===== Items =====
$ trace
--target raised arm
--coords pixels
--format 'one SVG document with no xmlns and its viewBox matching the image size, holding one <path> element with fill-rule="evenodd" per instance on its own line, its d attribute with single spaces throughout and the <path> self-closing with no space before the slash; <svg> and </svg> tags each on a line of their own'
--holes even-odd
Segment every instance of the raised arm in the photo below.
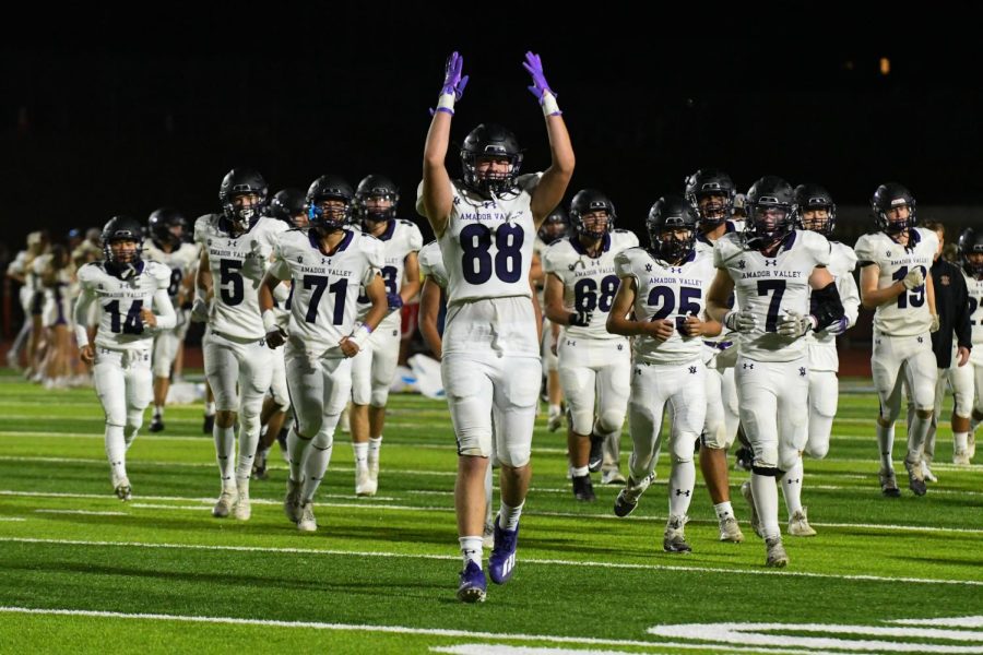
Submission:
=====
- The exercise -
Put each line of the records above into a numbered list, skipping blank lines and leaving out the pictures.

- Response below -
1. $ trace
2. --target raised arm
3. --coords pixels
4. --format 'one SVG document with no xmlns and its viewBox matching the image size, holding one <path> element with fill-rule="evenodd" per instance on its own line, its d attribute with single spaces throughout and the <path> self-closing with no space before the slash; <svg> and </svg> tags each on a line of their own'
5. --holes even-odd
6. Segment every instance of the raised arm in the photo below.
7. Submission:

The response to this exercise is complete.